___ RECORDS FOR THIS EXERCISE
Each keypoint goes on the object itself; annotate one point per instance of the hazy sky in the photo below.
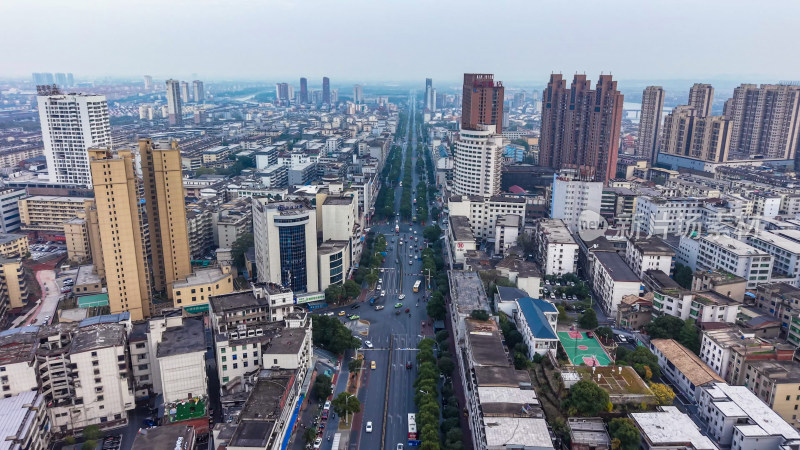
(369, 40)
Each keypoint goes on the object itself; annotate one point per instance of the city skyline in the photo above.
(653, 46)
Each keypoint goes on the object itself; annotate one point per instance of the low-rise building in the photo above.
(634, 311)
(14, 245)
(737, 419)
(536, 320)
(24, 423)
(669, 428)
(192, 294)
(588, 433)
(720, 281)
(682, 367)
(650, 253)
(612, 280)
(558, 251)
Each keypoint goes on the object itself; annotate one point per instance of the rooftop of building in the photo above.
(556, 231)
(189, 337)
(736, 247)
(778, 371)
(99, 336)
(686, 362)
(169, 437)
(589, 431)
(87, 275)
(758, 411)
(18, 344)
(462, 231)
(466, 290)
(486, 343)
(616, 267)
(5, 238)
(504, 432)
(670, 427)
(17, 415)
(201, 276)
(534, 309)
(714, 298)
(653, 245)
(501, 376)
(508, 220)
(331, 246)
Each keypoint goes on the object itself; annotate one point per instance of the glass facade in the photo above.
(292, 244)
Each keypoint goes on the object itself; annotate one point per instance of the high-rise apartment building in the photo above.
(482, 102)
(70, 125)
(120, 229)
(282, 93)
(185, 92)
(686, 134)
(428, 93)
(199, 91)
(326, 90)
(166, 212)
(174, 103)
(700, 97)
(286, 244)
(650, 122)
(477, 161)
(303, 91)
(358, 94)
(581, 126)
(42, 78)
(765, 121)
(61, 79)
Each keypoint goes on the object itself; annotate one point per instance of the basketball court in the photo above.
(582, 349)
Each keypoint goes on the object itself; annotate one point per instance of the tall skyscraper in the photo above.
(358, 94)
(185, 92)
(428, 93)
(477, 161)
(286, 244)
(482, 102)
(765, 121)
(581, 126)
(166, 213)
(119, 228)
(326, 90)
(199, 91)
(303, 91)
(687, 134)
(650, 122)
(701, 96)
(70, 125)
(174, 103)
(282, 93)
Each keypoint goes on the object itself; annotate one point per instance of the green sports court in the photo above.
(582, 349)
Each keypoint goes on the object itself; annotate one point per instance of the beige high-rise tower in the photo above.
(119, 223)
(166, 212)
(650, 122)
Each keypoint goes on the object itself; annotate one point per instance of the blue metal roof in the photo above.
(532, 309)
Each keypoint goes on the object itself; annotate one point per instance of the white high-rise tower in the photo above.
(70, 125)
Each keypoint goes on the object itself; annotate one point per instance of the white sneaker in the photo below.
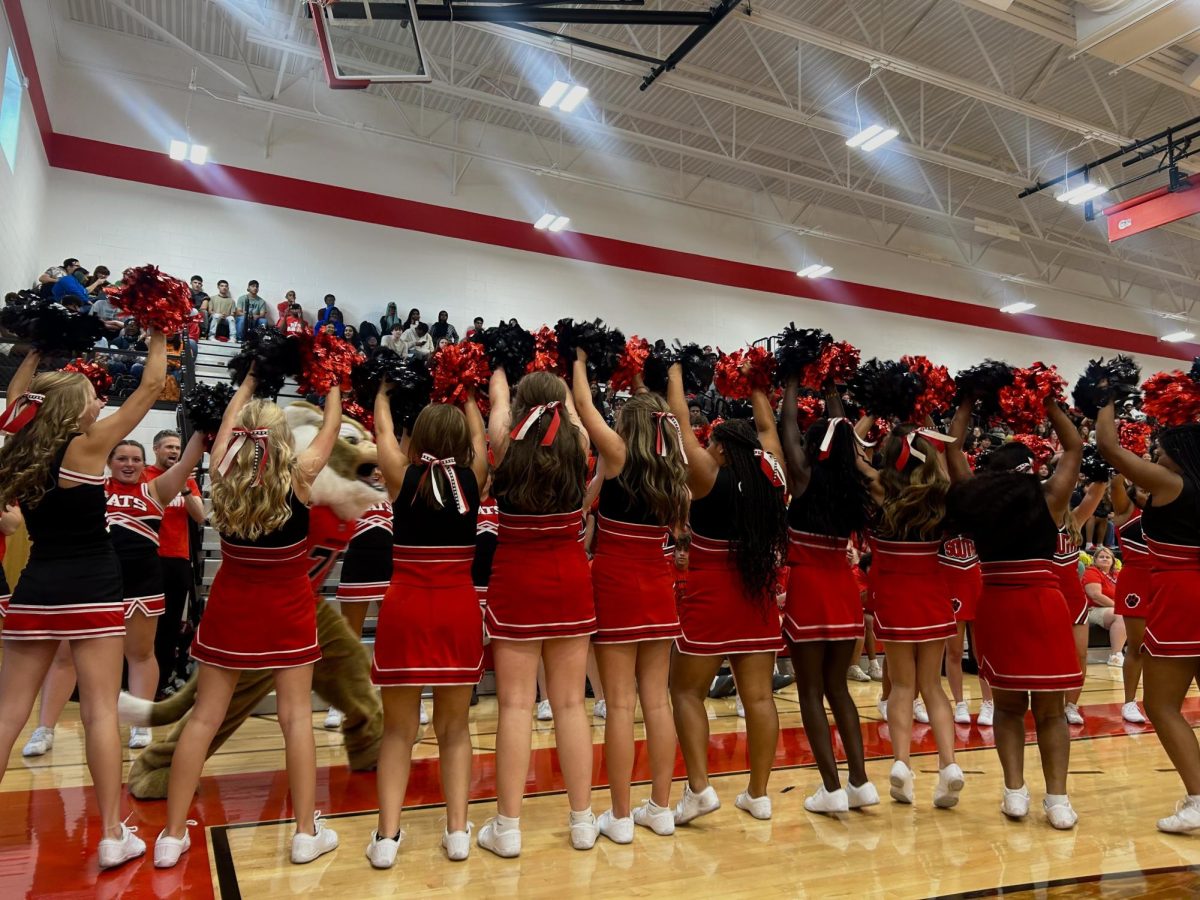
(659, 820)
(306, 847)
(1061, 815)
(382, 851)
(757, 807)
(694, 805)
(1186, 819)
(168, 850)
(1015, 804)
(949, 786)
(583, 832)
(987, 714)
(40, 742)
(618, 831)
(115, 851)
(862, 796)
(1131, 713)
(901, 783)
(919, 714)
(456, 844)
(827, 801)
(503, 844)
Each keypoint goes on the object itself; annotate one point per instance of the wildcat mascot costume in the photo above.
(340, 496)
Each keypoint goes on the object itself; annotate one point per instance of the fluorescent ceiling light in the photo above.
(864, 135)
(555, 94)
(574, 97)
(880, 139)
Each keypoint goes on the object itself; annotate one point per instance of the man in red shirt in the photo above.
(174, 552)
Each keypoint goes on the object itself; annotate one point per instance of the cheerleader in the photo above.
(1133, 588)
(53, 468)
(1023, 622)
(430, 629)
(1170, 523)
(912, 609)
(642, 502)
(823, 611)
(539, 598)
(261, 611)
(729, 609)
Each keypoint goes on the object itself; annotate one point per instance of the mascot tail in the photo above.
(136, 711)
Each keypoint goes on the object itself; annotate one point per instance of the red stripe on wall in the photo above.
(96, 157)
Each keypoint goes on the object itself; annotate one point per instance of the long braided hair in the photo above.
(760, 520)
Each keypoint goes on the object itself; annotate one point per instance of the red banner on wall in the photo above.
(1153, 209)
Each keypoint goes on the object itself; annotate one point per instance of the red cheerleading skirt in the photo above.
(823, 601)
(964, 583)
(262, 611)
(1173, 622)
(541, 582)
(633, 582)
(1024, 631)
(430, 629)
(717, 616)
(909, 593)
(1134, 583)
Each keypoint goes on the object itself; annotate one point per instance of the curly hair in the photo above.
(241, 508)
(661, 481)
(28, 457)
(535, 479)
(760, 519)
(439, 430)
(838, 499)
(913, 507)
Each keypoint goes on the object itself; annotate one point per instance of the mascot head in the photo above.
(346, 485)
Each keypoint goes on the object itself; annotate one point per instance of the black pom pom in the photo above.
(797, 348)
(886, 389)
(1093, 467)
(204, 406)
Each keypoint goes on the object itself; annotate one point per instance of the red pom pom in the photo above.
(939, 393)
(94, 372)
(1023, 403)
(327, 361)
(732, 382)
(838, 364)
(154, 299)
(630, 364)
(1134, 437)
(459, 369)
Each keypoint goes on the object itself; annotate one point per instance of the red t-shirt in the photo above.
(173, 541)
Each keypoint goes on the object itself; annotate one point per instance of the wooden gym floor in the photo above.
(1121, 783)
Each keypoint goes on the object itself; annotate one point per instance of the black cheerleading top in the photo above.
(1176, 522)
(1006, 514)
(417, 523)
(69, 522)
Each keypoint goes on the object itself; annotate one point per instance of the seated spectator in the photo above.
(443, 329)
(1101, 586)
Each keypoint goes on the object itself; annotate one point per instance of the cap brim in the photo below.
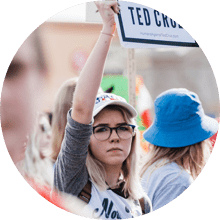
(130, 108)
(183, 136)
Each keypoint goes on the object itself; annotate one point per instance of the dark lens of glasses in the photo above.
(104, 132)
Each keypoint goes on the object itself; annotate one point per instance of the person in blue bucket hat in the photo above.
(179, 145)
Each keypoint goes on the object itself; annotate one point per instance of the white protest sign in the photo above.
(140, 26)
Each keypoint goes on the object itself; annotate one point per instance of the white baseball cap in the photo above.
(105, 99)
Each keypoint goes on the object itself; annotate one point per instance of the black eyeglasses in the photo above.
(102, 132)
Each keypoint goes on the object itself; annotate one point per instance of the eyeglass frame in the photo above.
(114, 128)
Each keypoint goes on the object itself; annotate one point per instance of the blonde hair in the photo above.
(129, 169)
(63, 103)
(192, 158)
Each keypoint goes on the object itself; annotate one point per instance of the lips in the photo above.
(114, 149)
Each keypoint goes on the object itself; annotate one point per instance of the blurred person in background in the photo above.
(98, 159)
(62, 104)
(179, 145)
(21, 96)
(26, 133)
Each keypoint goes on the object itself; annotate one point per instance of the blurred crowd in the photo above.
______
___ RECORDS FOR THIS EXERCISE
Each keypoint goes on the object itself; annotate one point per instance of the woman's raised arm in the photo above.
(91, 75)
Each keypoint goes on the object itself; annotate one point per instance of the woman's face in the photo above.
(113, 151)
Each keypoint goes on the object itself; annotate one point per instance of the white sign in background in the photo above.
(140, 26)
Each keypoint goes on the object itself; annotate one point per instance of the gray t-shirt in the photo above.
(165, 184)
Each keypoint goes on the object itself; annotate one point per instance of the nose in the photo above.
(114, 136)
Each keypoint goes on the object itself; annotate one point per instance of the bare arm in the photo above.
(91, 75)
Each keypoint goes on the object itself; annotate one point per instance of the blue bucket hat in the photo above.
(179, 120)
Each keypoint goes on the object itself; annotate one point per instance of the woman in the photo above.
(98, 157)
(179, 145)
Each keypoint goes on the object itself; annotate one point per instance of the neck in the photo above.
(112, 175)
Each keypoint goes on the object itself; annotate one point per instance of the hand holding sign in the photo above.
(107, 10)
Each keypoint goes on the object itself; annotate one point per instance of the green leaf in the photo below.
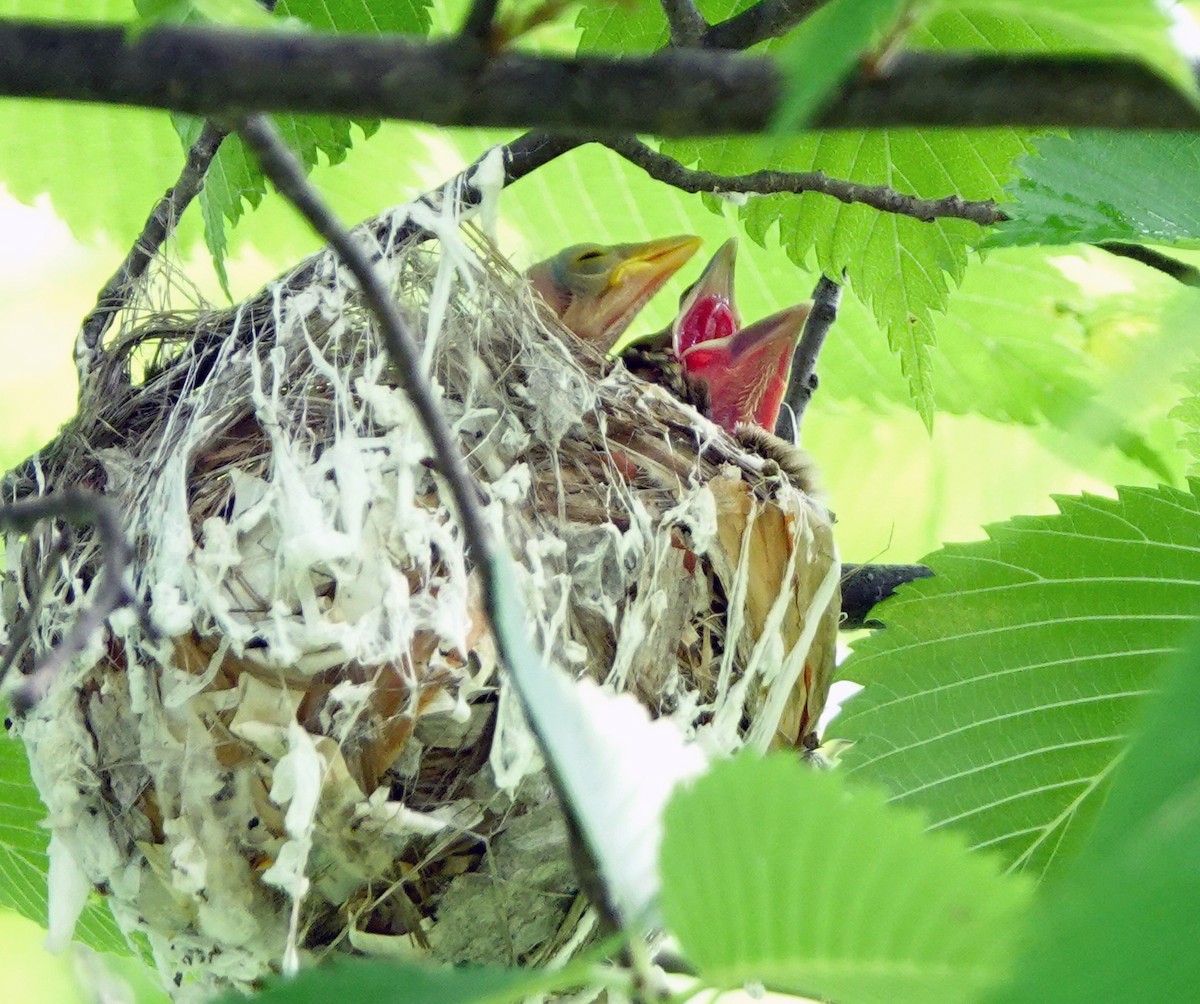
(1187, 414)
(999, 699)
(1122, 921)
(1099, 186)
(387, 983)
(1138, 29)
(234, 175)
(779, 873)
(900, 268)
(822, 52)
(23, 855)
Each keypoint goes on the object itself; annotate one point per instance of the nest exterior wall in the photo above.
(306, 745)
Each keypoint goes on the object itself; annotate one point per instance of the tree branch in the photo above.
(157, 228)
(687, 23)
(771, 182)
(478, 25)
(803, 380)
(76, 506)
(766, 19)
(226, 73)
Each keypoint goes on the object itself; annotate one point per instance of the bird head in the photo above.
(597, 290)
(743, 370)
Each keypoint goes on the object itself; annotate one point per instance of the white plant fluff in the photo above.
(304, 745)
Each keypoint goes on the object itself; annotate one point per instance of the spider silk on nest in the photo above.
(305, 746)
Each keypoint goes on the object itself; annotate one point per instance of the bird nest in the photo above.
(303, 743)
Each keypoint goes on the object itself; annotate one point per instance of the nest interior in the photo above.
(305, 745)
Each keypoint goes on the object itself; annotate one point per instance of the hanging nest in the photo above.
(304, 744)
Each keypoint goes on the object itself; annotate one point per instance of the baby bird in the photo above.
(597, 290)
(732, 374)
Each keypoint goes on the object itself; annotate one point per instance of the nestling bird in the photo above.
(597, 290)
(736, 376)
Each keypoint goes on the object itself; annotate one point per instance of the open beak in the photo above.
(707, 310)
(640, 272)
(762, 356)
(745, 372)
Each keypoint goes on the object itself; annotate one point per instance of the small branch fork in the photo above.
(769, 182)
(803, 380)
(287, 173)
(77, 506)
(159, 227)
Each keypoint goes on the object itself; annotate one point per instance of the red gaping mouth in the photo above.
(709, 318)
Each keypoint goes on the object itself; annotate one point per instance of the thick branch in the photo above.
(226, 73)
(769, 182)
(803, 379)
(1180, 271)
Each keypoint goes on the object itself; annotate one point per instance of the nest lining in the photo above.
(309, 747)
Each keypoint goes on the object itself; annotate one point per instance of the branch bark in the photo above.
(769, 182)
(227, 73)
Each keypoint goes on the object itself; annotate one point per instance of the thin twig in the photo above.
______
___ RECORDS FOR THIS EXERCISE
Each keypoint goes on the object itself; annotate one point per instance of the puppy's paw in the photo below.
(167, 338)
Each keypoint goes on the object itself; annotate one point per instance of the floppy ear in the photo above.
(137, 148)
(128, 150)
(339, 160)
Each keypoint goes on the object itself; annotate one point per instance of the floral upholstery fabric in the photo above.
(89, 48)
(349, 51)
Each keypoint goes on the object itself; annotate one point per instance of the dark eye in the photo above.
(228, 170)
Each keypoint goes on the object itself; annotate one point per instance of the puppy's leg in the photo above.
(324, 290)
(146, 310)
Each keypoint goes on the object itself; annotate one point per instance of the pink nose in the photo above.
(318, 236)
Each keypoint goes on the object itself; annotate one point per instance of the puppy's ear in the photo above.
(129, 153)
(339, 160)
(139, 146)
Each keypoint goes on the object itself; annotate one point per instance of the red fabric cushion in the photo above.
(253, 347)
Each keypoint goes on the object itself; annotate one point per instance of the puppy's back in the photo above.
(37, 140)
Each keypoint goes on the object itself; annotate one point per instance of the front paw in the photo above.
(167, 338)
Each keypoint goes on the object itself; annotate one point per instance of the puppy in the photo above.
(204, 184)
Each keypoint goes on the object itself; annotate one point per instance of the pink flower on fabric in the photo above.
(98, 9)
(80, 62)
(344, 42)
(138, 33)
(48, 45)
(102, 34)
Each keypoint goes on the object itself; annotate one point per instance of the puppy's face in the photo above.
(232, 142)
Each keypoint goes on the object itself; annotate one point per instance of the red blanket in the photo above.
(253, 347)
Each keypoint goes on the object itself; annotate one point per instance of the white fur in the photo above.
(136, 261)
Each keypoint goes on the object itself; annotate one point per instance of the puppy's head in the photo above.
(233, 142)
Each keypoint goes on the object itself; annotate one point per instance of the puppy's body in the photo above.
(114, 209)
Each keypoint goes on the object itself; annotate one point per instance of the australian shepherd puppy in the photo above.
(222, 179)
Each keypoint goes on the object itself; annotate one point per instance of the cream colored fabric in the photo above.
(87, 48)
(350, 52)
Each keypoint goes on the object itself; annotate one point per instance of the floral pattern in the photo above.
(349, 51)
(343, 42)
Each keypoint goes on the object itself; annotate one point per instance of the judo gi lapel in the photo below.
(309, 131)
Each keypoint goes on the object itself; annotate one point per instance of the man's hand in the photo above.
______
▶ [INSTRUCTIONS FOR THE TASK] Quote everything in the data from the line containing "beige high-rise tower in the photo above." down to the line containing "(1134, 583)", including both of those lines. Leave the pictures out.

▶ [CORRECT OUTPUT]
Each keypoint goes on the object itself; annotate one point per instance of the beige high-rise tower in the photo above.
(119, 223)
(166, 212)
(650, 122)
Each keypoint goes on the object itself; annotate one point per instance of the blue metal roof in the photo above.
(532, 309)
Each keypoint goes on the object itself; annotate one point per instance of the white high-rise tower in the photo above.
(70, 125)
Each keypoint goes on the object itself; annotate one point per instance of the white sneaker in the photo below.
(659, 820)
(306, 847)
(1061, 815)
(382, 851)
(757, 807)
(694, 805)
(1186, 819)
(168, 850)
(1015, 804)
(949, 786)
(583, 832)
(987, 714)
(40, 742)
(618, 831)
(115, 851)
(862, 796)
(1131, 713)
(901, 783)
(919, 714)
(456, 844)
(827, 801)
(503, 844)
Each keypoint goes on the object itself; annotate one point per instance of the wildcat mascot costume in the photo above.
(340, 496)
Each keypoint goes on the object itself; annotate one point per instance of the fluorescent ceiling light in the photo above.
(864, 135)
(555, 94)
(574, 97)
(880, 139)
Each keypoint goes on the object itself; annotate one point per instance of the man in red shirt in the photo above.
(174, 552)
Each keypoint goes on the object itself; annotate one point per instance of the cheerleader in the photo above.
(1133, 588)
(53, 468)
(1023, 622)
(430, 629)
(1170, 523)
(912, 609)
(642, 502)
(823, 611)
(539, 598)
(261, 611)
(729, 609)
Each keypoint goes on the object itself; annotate one point per instance of the mascot tail in the photo above.
(136, 711)
Each keypoint goes on the object itself; annotate one point per instance of the red stripe on wall in the photo above.
(96, 157)
Each keypoint goes on the object itself; annotate one point per instance of the long braided hair in the photo above.
(760, 520)
Each keypoint goes on the object itself; annotate one point per instance of the red banner on wall in the photo above.
(1153, 209)
Each keypoint goes on the object itself; annotate one point per instance of the red cheerleading skirt in the photo above.
(823, 601)
(964, 583)
(262, 611)
(1173, 622)
(541, 582)
(633, 582)
(1024, 631)
(430, 629)
(717, 616)
(909, 593)
(1134, 583)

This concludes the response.